━━ Records for this task
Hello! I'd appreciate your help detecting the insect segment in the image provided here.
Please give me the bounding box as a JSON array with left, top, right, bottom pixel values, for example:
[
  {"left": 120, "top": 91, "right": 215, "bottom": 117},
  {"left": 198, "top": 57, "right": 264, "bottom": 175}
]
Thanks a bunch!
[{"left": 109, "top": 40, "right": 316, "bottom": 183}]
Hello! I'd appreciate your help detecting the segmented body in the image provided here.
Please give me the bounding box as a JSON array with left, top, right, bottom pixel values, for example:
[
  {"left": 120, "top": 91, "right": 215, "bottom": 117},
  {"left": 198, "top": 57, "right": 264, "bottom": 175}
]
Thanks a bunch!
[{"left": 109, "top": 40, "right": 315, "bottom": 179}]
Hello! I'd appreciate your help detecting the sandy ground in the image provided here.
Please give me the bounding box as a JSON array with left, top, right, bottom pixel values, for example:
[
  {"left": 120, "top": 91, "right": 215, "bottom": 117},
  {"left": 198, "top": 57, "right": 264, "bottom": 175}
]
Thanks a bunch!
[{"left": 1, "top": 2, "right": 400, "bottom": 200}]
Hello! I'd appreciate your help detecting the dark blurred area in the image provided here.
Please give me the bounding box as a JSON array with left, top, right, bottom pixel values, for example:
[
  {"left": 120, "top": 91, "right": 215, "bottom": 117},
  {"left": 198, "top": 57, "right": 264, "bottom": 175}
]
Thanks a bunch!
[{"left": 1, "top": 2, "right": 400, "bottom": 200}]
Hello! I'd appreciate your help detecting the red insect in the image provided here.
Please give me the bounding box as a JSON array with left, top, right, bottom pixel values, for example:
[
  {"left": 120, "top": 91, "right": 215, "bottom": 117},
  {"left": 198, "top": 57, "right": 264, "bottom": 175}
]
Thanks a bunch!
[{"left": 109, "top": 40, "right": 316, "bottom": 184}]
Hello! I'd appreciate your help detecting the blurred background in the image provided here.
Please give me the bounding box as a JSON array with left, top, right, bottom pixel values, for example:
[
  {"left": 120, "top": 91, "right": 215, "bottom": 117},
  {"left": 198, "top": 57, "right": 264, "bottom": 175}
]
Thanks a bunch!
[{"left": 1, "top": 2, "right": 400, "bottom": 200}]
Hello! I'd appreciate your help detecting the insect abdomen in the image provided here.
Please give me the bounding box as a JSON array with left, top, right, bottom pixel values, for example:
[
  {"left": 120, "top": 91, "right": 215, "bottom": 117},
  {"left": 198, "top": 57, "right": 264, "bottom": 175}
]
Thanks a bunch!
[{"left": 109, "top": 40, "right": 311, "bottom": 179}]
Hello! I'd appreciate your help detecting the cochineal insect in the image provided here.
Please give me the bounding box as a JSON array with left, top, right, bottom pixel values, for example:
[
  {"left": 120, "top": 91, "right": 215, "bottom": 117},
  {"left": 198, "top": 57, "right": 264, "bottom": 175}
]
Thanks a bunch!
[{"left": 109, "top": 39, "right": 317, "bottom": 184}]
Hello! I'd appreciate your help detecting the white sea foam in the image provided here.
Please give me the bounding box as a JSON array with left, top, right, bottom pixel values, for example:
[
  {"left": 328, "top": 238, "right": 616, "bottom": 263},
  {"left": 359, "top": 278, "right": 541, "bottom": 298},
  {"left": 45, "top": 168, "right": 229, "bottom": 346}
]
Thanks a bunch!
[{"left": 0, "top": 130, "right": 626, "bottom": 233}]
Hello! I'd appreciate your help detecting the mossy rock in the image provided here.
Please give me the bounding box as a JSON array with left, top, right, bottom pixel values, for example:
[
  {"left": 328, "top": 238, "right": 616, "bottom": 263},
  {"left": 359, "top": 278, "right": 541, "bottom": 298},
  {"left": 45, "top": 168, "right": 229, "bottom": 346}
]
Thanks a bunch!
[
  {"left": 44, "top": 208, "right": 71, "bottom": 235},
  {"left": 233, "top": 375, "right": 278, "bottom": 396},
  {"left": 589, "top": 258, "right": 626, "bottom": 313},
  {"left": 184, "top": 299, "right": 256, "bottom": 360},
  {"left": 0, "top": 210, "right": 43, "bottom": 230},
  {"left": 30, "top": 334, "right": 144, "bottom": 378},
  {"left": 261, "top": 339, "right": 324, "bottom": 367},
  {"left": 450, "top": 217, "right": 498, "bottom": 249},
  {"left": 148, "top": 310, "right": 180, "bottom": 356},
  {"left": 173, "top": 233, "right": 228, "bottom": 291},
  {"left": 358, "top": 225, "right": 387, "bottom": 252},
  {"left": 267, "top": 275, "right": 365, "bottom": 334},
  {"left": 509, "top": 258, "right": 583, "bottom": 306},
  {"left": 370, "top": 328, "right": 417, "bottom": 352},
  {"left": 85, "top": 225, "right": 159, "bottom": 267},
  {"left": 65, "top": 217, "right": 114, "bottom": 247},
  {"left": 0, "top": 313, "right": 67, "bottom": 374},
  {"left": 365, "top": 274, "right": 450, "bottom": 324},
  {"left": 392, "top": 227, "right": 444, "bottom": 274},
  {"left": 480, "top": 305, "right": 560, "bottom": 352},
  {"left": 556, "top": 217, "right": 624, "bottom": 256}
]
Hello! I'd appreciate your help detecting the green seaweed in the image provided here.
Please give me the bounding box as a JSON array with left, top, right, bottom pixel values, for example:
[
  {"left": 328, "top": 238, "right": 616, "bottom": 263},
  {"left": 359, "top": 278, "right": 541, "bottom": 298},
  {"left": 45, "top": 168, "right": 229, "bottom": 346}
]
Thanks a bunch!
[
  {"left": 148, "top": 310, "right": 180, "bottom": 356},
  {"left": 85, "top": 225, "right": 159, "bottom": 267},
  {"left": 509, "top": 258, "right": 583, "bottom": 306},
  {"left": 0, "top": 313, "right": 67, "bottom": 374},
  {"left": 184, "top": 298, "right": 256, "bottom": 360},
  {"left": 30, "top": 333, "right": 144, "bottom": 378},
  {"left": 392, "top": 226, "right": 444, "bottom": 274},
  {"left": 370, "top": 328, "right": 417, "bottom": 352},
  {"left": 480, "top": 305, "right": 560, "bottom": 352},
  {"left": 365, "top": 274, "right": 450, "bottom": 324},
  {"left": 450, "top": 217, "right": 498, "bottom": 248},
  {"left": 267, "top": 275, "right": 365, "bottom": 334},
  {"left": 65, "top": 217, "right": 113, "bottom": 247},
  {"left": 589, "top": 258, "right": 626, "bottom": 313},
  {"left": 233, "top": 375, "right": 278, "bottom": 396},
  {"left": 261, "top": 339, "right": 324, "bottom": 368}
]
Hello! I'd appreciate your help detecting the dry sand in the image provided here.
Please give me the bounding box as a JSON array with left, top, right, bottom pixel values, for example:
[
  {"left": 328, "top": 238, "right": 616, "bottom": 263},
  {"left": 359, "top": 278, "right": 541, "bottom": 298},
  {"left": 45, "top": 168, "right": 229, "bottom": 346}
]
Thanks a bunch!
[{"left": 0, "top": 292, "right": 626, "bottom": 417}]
━━━━
Show every line of the rows above that contains the word "insect".

*Solution*
Hello! I'd appreciate your help detecting the insect segment in the image provided here.
Hello! I'd appreciate your help detecting the red insect in the image provided here.
Hello! I'd appreciate your help detecting the insect abdomen in the image provided here.
Hello! I'd appreciate your help detecting the cochineal insect in the image provided here.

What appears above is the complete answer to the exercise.